Stored dataset items:
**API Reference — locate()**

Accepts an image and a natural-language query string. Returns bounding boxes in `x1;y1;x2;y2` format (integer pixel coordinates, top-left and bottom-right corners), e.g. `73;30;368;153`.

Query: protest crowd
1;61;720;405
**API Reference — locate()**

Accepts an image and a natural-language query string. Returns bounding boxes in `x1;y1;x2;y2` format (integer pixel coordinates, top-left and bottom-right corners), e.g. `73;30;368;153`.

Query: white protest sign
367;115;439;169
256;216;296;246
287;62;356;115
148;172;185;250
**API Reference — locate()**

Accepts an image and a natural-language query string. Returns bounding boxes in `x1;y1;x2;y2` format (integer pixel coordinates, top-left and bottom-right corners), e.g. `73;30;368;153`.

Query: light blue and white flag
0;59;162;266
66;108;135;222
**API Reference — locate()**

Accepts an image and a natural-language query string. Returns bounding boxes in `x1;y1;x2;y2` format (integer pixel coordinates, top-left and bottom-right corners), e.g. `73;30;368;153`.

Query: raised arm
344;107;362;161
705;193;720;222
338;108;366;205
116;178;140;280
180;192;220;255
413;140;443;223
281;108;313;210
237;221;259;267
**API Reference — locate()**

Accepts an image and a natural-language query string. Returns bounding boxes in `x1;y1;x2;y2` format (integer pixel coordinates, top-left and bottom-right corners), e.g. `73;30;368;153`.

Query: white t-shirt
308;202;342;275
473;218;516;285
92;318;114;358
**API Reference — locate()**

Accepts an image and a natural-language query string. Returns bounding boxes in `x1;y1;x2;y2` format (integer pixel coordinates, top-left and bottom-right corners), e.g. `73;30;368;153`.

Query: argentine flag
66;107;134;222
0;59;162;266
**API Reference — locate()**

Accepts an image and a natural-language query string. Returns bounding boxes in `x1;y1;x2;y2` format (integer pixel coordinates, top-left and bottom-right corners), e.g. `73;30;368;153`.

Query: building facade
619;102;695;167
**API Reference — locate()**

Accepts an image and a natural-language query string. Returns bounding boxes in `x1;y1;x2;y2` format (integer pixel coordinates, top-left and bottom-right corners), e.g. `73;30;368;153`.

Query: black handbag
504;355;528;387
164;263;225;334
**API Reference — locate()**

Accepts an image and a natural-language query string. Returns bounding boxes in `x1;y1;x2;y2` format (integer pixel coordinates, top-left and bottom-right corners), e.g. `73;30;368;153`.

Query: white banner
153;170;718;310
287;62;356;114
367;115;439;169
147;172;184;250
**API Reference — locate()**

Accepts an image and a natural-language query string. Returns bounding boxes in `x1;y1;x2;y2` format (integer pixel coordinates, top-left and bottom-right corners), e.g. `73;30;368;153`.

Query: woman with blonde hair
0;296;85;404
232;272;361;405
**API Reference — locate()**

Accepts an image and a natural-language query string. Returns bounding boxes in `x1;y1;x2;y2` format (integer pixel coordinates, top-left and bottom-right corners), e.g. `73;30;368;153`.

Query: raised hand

> _PROBLEM STATEMENT_
Every record must be transcribed exactly as written.

> _ANSWER FOR THIS EXERCISE_
**API Reference — locate()**

Accepts an image and a natural-language query string. Returns bounding boxes in `x1;y1;x2;y2` format (integer pixel coordinates, top-left and bottom-right corners), e.g. `73;30;368;153`.

Query: protest crowd
1;61;720;405
**API Reference — locate()**

Accepts an image and a natural-language query string. Returns bounding boxes in `x1;y1;x2;y2` format (integer pixel coordinates, top-left and bottom-right corners), e.g. `73;30;368;153`.

Query: white protest sign
367;115;439;169
256;216;296;246
287;62;356;115
148;172;185;250
**API Reference — locate()**

Accepts an image and a natural-language query string. Returns bounding boxes in `x1;y1;x2;y2` format (integer pixel coordinates, top-left and bottom-right corners), e.g. `73;30;368;153`.

Query: light blue and white flag
0;59;162;266
66;108;135;222
**API Reference — locate()**

Accepts an image and a natural-language query string. Returns bounding boxes in `x1;y1;x2;y2` format (integer pixel coordinates, top-left and bottom-right corners), e.g. `73;30;368;153`.

Query: raised arm
344;107;362;161
705;193;720;222
338;108;366;205
116;178;140;280
180;192;220;255
413;140;443;223
281;108;313;210
237;221;259;267
**API Reference — locate()**

Accepts an image and a natural-language query string. Returns bounding boxes in `x1;y1;x2;y2` format (integer pixel coordinates, top-left and bottom-right corners), e.g. `73;30;368;153`.

Query: white t-shirt
308;202;342;275
473;218;516;285
92;318;114;358
**API Reference — locate()**

Accepts an image and a natural-language query string. Returns bounding boxes in `x1;y1;x2;y2` format (integer pixel coordinates, top-left and bottom-right corners), e.g. `73;30;368;153`.

Query: argentine flag
66;107;134;222
0;59;162;266
**API Reference — locate()**

Accepts an image and a natural-language query string. Returns bounding boxes in `x1;y1;x2;y2` format (integer pixel coordinates, top-left and bottom-right corners), e.g. `73;30;368;153`.

Query: building facade
619;102;695;167
**API Reference — locate()**

Accepts an image and a natural-language query string. Returns bounding boxes in `x1;y1;x2;y2` format (integer pixel coordinates, top-left and bottom-right corners), e.g. `73;30;368;153`.

Query: black handbag
504;355;528;387
164;263;225;334
**API Reference — locate()**

Accepts an image and a natural-language query string. Returns bounding boxes in `x1;y1;x2;y2` format (integer pixel coordinates, top-left and bottom-right corners), e.g. `73;30;368;153`.

Query: white banner
153;170;718;310
287;62;356;114
367;115;439;169
147;172;184;250
**API Reference — locate()**

Accepts an image and a natural-language query string. Returns bounding boxes in `x1;y1;x2;y2` format (integer pixel coordinates, top-left and bottom-right corners), e.g. `73;30;368;153`.

Query: woman with blonde hair
0;296;85;404
232;272;361;405
**API Reference — locate()**

Accepts an image and a natural-language query string. Returns bounding boxes in `x1;y1;x2;y2` format (integer pixel coordinates, top-left and bottom-right corners), e.g. `73;30;368;153`.

Query: raised hand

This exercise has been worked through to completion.